◆ EXERCISE BRIEF:
Report only the number of lines in the records below that contain the string "forearm", treating uppercase and lowercase as different.

-------- STORED DATA

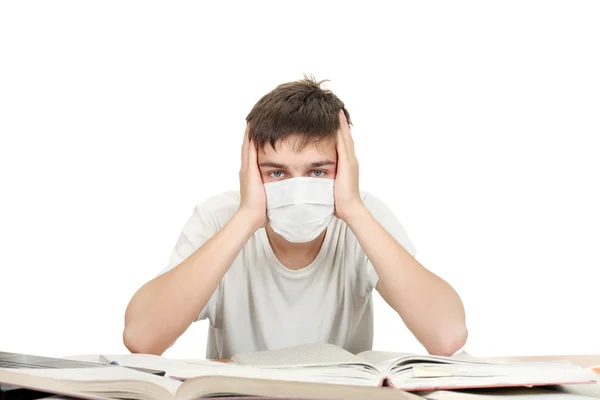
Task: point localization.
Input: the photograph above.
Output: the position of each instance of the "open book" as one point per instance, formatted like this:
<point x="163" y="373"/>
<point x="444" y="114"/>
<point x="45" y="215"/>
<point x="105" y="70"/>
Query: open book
<point x="114" y="382"/>
<point x="331" y="364"/>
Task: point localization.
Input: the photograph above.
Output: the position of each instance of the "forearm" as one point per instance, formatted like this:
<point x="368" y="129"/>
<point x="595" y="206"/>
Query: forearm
<point x="429" y="306"/>
<point x="166" y="306"/>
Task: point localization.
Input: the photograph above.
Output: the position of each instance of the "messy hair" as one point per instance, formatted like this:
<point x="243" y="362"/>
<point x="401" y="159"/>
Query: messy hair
<point x="301" y="108"/>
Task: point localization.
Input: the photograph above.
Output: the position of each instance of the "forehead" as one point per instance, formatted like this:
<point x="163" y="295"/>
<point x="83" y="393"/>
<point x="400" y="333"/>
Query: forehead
<point x="294" y="146"/>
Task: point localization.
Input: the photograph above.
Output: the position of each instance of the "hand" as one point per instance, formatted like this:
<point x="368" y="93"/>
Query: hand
<point x="347" y="194"/>
<point x="253" y="201"/>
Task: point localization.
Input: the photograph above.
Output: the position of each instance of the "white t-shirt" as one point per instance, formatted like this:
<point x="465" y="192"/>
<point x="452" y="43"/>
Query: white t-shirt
<point x="260" y="304"/>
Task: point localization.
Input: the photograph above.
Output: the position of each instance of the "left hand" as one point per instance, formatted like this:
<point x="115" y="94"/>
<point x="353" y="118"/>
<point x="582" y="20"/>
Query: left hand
<point x="347" y="194"/>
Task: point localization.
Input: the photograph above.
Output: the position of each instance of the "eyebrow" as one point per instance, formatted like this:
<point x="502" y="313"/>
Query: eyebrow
<point x="316" y="164"/>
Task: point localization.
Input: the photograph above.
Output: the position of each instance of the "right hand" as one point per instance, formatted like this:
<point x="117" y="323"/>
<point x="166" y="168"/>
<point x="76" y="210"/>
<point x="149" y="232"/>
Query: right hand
<point x="253" y="201"/>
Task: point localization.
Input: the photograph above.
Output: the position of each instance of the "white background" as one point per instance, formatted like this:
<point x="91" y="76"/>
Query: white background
<point x="477" y="122"/>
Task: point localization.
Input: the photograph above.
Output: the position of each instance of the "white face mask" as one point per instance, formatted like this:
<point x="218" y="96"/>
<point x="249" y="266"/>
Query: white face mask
<point x="299" y="209"/>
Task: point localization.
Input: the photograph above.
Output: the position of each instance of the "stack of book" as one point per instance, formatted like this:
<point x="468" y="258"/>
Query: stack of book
<point x="314" y="371"/>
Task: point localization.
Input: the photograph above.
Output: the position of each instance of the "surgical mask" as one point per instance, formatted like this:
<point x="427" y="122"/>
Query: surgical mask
<point x="299" y="209"/>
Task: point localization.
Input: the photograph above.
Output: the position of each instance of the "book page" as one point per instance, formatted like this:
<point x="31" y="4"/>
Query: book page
<point x="322" y="374"/>
<point x="508" y="394"/>
<point x="301" y="356"/>
<point x="77" y="377"/>
<point x="153" y="362"/>
<point x="377" y="356"/>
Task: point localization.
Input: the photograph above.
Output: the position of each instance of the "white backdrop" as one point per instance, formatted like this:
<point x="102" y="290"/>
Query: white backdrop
<point x="477" y="122"/>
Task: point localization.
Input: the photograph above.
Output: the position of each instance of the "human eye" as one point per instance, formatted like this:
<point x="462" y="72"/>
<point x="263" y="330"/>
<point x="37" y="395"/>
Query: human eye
<point x="276" y="174"/>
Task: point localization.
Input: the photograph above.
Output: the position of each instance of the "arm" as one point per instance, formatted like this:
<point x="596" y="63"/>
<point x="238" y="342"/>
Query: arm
<point x="429" y="307"/>
<point x="162" y="309"/>
<point x="165" y="307"/>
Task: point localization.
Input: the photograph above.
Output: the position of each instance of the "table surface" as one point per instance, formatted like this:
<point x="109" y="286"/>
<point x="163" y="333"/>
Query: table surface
<point x="586" y="361"/>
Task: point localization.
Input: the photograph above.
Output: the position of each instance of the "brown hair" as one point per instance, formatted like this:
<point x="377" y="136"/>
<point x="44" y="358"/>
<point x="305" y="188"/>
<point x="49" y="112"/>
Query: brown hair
<point x="301" y="107"/>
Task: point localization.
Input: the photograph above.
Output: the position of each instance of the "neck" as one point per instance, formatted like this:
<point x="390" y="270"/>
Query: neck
<point x="294" y="256"/>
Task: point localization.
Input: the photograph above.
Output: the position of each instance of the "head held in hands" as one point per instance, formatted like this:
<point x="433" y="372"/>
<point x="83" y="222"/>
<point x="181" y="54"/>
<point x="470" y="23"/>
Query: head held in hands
<point x="294" y="128"/>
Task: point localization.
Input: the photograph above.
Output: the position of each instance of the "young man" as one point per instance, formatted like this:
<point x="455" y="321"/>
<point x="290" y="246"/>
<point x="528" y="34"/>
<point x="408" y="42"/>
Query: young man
<point x="293" y="257"/>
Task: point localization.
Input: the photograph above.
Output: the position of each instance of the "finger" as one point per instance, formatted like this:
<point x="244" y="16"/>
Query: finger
<point x="345" y="134"/>
<point x="252" y="155"/>
<point x="245" y="147"/>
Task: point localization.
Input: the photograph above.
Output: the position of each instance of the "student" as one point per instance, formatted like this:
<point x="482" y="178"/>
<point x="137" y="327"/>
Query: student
<point x="293" y="256"/>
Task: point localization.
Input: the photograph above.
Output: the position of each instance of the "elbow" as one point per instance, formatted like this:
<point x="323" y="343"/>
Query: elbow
<point x="139" y="343"/>
<point x="450" y="342"/>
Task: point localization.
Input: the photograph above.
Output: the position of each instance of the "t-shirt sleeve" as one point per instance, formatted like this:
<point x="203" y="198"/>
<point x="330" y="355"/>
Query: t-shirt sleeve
<point x="386" y="218"/>
<point x="199" y="228"/>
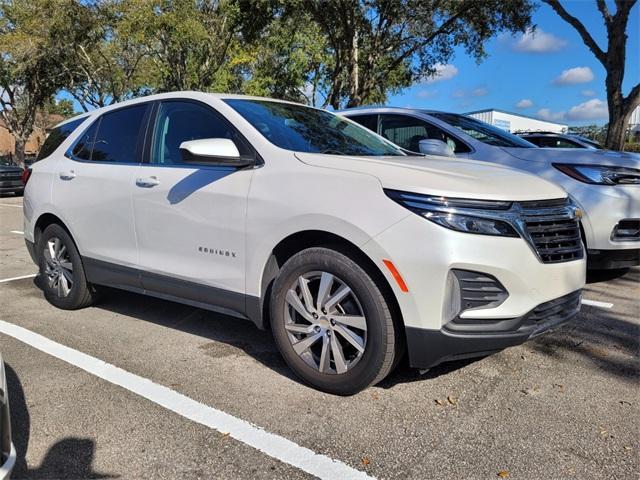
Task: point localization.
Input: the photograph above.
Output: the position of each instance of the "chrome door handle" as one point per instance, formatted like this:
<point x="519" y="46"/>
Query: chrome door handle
<point x="147" y="182"/>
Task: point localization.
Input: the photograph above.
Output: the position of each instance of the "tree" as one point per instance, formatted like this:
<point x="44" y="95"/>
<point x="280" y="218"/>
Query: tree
<point x="613" y="61"/>
<point x="382" y="46"/>
<point x="34" y="39"/>
<point x="286" y="61"/>
<point x="111" y="63"/>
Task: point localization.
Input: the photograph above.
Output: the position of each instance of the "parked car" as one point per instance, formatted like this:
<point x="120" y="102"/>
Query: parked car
<point x="7" y="451"/>
<point x="10" y="177"/>
<point x="297" y="219"/>
<point x="604" y="184"/>
<point x="559" y="140"/>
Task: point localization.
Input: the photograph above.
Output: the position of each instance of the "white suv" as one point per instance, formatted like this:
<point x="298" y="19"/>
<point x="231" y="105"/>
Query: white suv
<point x="296" y="218"/>
<point x="605" y="185"/>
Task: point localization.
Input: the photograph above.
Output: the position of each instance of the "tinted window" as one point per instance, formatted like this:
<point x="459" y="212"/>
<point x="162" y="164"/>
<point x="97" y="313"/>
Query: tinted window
<point x="83" y="147"/>
<point x="407" y="131"/>
<point x="118" y="134"/>
<point x="368" y="121"/>
<point x="179" y="122"/>
<point x="305" y="129"/>
<point x="57" y="136"/>
<point x="482" y="131"/>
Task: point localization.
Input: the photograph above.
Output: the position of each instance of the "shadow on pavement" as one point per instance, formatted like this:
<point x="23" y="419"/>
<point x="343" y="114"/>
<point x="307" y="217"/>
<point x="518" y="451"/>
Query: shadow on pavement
<point x="69" y="458"/>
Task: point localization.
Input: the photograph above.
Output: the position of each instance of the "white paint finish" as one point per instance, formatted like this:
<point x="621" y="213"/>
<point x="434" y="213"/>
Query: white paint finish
<point x="97" y="208"/>
<point x="193" y="208"/>
<point x="211" y="147"/>
<point x="5" y="280"/>
<point x="594" y="303"/>
<point x="270" y="444"/>
<point x="603" y="206"/>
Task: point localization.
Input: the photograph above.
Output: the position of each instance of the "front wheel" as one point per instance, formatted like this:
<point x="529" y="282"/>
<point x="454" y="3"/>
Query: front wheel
<point x="331" y="322"/>
<point x="63" y="279"/>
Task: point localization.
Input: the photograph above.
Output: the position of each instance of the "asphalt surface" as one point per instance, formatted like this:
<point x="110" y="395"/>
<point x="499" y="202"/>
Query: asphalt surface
<point x="565" y="405"/>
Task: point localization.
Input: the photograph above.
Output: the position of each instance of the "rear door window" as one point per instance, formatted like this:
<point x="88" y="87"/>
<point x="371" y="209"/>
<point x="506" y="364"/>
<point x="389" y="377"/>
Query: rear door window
<point x="407" y="131"/>
<point x="115" y="137"/>
<point x="56" y="137"/>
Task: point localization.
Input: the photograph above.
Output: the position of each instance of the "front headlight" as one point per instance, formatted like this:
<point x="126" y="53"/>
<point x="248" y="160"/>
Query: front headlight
<point x="601" y="174"/>
<point x="482" y="217"/>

----------------

◆ FINAL RESULT:
2